→ **EXERCISE DESCRIPTION**
Render every entry exactly as it appears.

→ **EXCERPTED DATA**
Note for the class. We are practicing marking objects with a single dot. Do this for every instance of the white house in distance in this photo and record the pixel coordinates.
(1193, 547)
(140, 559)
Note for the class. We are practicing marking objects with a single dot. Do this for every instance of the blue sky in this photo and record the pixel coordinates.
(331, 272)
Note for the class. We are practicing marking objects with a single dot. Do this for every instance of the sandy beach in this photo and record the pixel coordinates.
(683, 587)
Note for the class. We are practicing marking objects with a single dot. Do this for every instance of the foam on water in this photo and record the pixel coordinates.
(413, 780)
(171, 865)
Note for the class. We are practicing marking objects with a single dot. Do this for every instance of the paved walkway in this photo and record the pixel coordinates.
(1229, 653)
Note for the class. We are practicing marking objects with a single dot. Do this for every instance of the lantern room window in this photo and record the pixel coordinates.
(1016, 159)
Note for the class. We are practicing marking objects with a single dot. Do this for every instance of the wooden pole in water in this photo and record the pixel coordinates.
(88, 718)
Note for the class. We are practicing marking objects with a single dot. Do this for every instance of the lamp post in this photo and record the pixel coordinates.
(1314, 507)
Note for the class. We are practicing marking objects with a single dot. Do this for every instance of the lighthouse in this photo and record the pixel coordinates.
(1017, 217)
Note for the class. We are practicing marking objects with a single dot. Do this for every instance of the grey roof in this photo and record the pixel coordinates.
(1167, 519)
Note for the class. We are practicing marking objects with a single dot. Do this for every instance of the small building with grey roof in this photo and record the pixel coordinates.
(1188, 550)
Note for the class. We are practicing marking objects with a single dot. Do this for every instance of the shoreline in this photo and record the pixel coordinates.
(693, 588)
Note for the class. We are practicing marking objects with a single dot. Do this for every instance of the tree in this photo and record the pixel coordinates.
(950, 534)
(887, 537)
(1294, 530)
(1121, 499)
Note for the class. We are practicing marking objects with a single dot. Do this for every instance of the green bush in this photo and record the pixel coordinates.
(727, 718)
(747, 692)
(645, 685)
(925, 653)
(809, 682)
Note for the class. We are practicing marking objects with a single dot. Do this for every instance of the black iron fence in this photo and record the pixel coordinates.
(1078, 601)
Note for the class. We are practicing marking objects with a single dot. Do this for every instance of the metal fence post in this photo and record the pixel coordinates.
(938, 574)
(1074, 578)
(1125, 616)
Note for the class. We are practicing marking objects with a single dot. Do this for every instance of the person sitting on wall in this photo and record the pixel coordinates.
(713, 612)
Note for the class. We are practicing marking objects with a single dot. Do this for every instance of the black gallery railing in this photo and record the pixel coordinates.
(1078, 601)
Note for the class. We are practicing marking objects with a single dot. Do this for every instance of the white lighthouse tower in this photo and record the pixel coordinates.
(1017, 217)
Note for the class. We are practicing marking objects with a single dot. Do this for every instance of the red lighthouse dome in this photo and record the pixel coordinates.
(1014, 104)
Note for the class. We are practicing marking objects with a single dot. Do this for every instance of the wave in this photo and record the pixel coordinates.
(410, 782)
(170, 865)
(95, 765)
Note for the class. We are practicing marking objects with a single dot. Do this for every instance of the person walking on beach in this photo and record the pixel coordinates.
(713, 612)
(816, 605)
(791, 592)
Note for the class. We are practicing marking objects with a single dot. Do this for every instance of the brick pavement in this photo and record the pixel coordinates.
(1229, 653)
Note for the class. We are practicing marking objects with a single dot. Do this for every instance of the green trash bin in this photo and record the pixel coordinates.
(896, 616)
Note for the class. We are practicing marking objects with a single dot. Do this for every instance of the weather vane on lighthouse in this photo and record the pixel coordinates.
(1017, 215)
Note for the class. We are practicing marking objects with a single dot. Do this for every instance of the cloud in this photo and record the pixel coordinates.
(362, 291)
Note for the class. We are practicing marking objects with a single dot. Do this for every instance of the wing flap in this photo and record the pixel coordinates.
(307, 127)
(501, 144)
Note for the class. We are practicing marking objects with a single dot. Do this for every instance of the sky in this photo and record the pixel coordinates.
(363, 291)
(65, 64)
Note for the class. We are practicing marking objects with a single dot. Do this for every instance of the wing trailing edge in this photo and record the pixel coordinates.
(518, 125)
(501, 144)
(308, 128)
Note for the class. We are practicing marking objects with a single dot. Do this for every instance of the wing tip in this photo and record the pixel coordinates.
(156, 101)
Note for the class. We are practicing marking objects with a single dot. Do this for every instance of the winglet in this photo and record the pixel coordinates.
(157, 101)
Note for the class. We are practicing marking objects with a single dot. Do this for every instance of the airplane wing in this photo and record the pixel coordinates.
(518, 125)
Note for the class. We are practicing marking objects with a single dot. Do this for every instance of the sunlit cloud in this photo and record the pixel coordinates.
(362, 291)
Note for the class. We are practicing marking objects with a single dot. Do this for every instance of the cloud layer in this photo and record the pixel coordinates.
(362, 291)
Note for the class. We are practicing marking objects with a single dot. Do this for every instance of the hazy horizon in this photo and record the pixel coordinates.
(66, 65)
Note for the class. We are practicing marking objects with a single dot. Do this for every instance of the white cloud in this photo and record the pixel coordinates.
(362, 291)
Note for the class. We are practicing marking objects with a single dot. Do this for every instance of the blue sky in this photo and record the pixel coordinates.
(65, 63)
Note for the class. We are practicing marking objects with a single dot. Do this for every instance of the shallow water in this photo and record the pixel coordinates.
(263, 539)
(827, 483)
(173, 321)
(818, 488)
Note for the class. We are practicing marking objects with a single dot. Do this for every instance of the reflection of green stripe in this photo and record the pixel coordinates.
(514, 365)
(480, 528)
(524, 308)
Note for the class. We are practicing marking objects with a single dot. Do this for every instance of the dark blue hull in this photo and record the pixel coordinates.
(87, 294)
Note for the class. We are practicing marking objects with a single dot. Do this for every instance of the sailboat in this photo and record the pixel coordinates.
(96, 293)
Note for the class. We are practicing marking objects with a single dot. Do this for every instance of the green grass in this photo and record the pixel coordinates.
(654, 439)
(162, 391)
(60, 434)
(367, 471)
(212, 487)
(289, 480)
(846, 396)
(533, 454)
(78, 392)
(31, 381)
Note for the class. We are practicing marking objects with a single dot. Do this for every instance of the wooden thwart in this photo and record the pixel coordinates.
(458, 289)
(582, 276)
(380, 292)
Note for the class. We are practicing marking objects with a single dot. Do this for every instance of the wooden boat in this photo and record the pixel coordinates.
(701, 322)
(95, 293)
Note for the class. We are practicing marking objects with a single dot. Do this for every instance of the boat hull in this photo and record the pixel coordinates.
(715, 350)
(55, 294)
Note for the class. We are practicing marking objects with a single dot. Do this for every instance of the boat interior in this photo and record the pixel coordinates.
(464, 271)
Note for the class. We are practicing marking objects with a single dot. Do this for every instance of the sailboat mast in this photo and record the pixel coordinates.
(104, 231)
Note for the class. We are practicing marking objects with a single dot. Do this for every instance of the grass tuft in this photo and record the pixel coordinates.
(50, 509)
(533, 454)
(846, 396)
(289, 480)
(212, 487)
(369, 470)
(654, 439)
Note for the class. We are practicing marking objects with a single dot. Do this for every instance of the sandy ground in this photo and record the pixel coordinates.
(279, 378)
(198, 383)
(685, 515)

→ **COMPLETED TASK**
Note for the class. We are practicing marking objects with a single dot. Do this for every instance of the white house in distance in this photo and record the pixel coordinates.
(1193, 547)
(140, 559)
Note for the class. We are practicing marking objects with a single dot. Do this for every instance of the blue sky in this photo and record the pixel coordinates.
(331, 272)
Note for the class. We are practicing marking objects with a single dot. Do this for every instance of the sandy beach in this photo and record the pixel coordinates.
(683, 587)
Note for the class. We are practicing marking objects with a single dot. Do this for every instance of the foam on water in this photo and record the pixel coordinates.
(413, 780)
(171, 865)
Note for the class. We are practicing marking objects with a single dot. Do this for every instance of the paved walkway in this photo and record the pixel coordinates.
(1229, 653)
Note for the class. We are practicing marking objects with a single dot. Do this for every instance of the lantern room window in this photo and record the pixel coordinates.
(1016, 159)
Note for the class. We are practicing marking objects with a single dot. Do this for every instance of the wooden pole in water in this photo and record the pixel coordinates.
(88, 718)
Note for the class. We are practicing marking objects with a single dot. Do this for every instance of the lamp post in this photo and record the pixel coordinates.
(1314, 507)
Note for the class. We are practicing marking objects with a single dot. Do this for every instance of the lighthouse in this photo and record the pixel coordinates.
(1017, 217)
Note for the class. We are practicing marking objects with a single dot. Do this for every instance of the grey roof in this photo and record the pixel coordinates.
(1167, 519)
Note for the class. We are practicing marking objects with a single dot. Do this for every instance of the small building with grey roof in this photo and record the pixel coordinates.
(1188, 550)
Note for the class. We are practicing marking objects with a single dot. Do this for every instance of the shoreline in this photo and record the pixel coordinates.
(693, 588)
Note for the class. We are practicing marking objects with a single dot. Do this for every instance of the tree in this photo and record the pixel coordinates.
(950, 534)
(887, 537)
(1294, 530)
(1121, 499)
Note for the class. We are practicing marking objects with a single dot. Do this for every instance of the green bush in this photo and record the pixel coordinates.
(727, 718)
(747, 692)
(645, 685)
(925, 653)
(809, 682)
Note for the class. We are practicing marking objects with a single dot. Do this for every instance of the black iron fence in this photo and record the pixel coordinates.
(1078, 601)
Note for the class. We are practicing marking objects with a single dot. Do this for every instance of the metal fence post in this photo and record the pixel coordinates.
(938, 574)
(1074, 578)
(1125, 616)
Note for the class. We are practicing marking objects with a single dot. Do this for every instance of the person sitting on wall in this photo and record the pixel coordinates.
(713, 612)
Note for the class. We are practicing marking objects with a single dot. Do this for every instance of the black gallery railing in this photo and record the pixel coordinates.
(1078, 601)
Note for the class. We are practicing marking objects with a single dot. Do this for every instance of the white lighthouse tower in this photo and record the pixel coordinates.
(1017, 217)
Note for the class. We are practicing marking objects with a single dot. Do this for every instance of the red lighthouse dome in this photo and record the pixel coordinates.
(1014, 104)
Note for the class. We are practicing marking objects with a single dot. Do this for every instance of the wave in this photo and record the pixel coordinates.
(410, 782)
(170, 865)
(95, 765)
Note for the class. We are practicing marking objects with a single dot. Do this for every instance of the person walking on beach in this photo and record the pixel coordinates.
(713, 612)
(816, 605)
(791, 592)
Note for the class. We are practicing marking objects with a single dot. Do this for every instance of the brick pavement in this photo and record the pixel coordinates.
(1229, 653)
Note for the class. We are practicing marking objects with a single dot. Do this for every instance of the green trash bin in this photo and record the pixel coordinates.
(896, 616)
Note for the class. We are practicing marking objects with a single dot. Do this for every instance of the weather vane on lighthouse in this photo and record the pixel coordinates.
(1017, 215)
Note for the class. We are practicing marking objects with a single dot. Do this for every instance of the cloud in this photo and record the pixel coordinates.
(362, 291)
Note for the class. We are practicing marking objects with a single dot. Do this for every instance of the wing flap in this photo and record the pixel coordinates.
(307, 127)
(501, 144)
Note for the class. We are practicing marking objects with a single dot. Do this for every instance of the sky in this photo and record the pixel coordinates.
(363, 291)
(65, 64)
Note for the class. We are practicing marking objects with a single dot. Do this for every instance of the wing trailing edge in this photo and record the pixel coordinates.
(518, 125)
(501, 144)
(308, 128)
Note for the class. We are practicing marking objects with a single dot. Do this for every instance of the wing tip in this photo and record the pixel coordinates.
(156, 101)
Note for the class. We are practicing marking objects with a single dot. Do this for every instance of the winglet in this photo and record the pixel coordinates.
(157, 101)
Note for the class. We are practicing marking objects with a single dot. Do this for every instance of the airplane wing in this photo and record the pixel coordinates.
(518, 125)
Note for the class. We are practicing marking objects with a single dot. Do this for every instance of the sunlit cloud in this photo and record the pixel coordinates.
(362, 291)
Note for the class. We are practicing marking objects with a single dot. Do this for every instance of the cloud layer in this photo and record the pixel coordinates.
(362, 291)
Note for the class. We are practicing marking objects with a single dot. Do this for every instance of the hazy horizon in this photo and record the pixel coordinates.
(66, 65)
Note for the class. We are practicing marking objects with a single dot. Do this for every instance of the white cloud in this photo and record the pixel coordinates.
(362, 291)
Note for the class. We are practicing marking objects with a single dot. Do this for every instance of the blue sky in this photo and record the pixel coordinates.
(65, 63)
Note for the class. We are practicing marking objects with a single dot. Do this for every instance of the shallow water in this photo and record the pixel coordinates.
(263, 539)
(827, 483)
(173, 321)
(818, 488)
Note for the class. We are practicing marking objects with a single dot. Do this for every instance of the reflection of green stripe in this photo and record the pixel coordinates.
(514, 365)
(480, 528)
(524, 308)
Note for the class. We are practicing marking objects with a single dot. Do this for every instance of the dark blue hull in this photo and record the pixel coordinates.
(87, 294)
Note for the class. We are practicing marking objects with a single dot. Do this for every instance of the sailboat in this photo and record the pixel coordinates.
(96, 293)
Note for the class. We are practicing marking objects with a single dot. Do this for every instance of the green grass in this photo and record the pixel coordinates.
(654, 439)
(162, 391)
(60, 434)
(367, 471)
(212, 487)
(289, 480)
(846, 396)
(533, 454)
(78, 392)
(31, 381)
Note for the class. We are practicing marking objects with a single dot. Do this for every instance of the wooden thwart in this photo and record the pixel coordinates.
(458, 289)
(582, 276)
(380, 292)
Note for the class. We are practicing marking objects with a single dot. Do this for every instance of the wooden boat in this photo and record the pixel coordinates.
(701, 322)
(95, 293)
Note for the class. We are practicing marking objects with a single dot. Do this for every instance of the boat hull in this photo and record the pixel coordinates.
(715, 350)
(55, 294)
Note for the class. We are practicing marking objects with a single dot. Do this for every instance of the boat interior in this photo and record the pixel coordinates.
(464, 271)
Note for the class. We are practicing marking objects with a single dot. Do this for every instance of the sailboat mast in this photo and record the pixel coordinates.
(104, 231)
Note for the class. We are practicing marking objects with a single dot. Do this for every instance of the grass tuft in this photo and record the pixel coordinates.
(50, 509)
(533, 454)
(846, 396)
(289, 480)
(212, 487)
(369, 470)
(654, 439)
Note for the class. We are practicing marking objects with a single dot. Do this for every instance of the sandy ground in this photo and record the pixel coordinates.
(279, 378)
(198, 383)
(685, 515)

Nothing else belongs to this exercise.